**The request**
Reproduce verbatim the lines of the material below, beginning with the line containing "The query is: clear blue sky" and continuing through the final line of the material, both ends included.
* start Source data *
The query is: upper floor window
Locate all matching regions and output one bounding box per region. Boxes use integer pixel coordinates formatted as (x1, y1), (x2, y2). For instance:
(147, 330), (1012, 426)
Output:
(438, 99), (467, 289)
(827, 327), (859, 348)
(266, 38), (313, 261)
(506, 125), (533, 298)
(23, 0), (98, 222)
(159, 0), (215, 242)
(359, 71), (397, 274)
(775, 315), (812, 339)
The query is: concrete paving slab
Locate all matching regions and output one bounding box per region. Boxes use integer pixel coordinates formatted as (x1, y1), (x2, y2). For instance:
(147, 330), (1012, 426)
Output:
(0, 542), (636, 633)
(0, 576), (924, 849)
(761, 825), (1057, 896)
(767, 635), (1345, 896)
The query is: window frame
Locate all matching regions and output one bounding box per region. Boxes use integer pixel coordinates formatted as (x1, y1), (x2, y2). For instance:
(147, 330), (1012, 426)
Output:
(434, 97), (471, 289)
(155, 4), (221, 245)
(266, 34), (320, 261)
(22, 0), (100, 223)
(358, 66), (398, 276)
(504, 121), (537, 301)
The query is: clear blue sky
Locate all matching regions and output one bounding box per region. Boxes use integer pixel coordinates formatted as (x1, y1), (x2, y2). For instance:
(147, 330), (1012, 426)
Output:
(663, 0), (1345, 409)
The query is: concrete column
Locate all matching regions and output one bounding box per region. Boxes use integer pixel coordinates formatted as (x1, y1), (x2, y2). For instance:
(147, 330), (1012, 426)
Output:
* end Source data *
**Answer to the task**
The query is: clear blue sky
Locate all matching regions and output one bounding box per region. Boxes use integer pixel coordinates formatted as (x1, y1), (x2, y2). For instance:
(147, 330), (1012, 426)
Output:
(663, 0), (1345, 409)
The query is: concrete column
Locate all matching regions and output one bounding box per region. Boxes use integer pixel coordinates formatted as (x1, y1), (x2, y2). For instance:
(147, 330), (1012, 426)
Output:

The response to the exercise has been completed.